*** Opening of Text section ***

Wednesday, March 23, 2016

Movie Review: The Program

The Program
Directed by: Stephen Frears.   
Written by: John Hodge based on the book by David Walsh.
Starring: Ben Foster (Lance Armstrong), Chris O'Dowd (David Walsh), Guillaume Canet (Medecin Michele Ferrari), Jesse Plemons (Floyd Landis), Lee Pace (Bill Stapleton), Denis Ménochet (Johan Bruyneel), Edward Hogg (Frankie Andreu), Dustin Hoffman (Bob Hamman), Elaine Cassidy (Betsy Andreu), Laura Donnelly (Emma O'Reilly).
  
In order to be the best in the world at something, you have to go after it with single minded determination. Whatever else you can say about Lance Armstrong – and you can say plenty – you cannot deny that he went after being the best cyclist in the world with that determination. Did he cheat? Of course he did. But everything we now know suggests that pretty much everyone who was among the best in the world at that time was cheating – Armstrong just cheated better than anyone else did. The best thing about The Program, which charts Armstrong’s career from okay rider to cancer survivor to beloved seven time champ to disgraced athlete, is that Ben Foster’s performance as Armstrong captures that one track mind he had. He knows everyone is cheating, so damn it, he’s going to do it as well – and he’s going to win.

*** Close of Text section ***
*** Opening of Dataset content ***

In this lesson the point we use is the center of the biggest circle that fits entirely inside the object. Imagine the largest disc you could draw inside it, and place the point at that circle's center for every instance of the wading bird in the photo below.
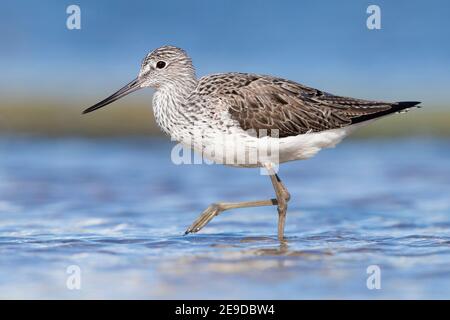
(240, 106)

*** Close of Dataset content ***

- [Exercise instructions] In the review of The Program, who plays Floyd Landis?

- [Your response] Jesse Plemons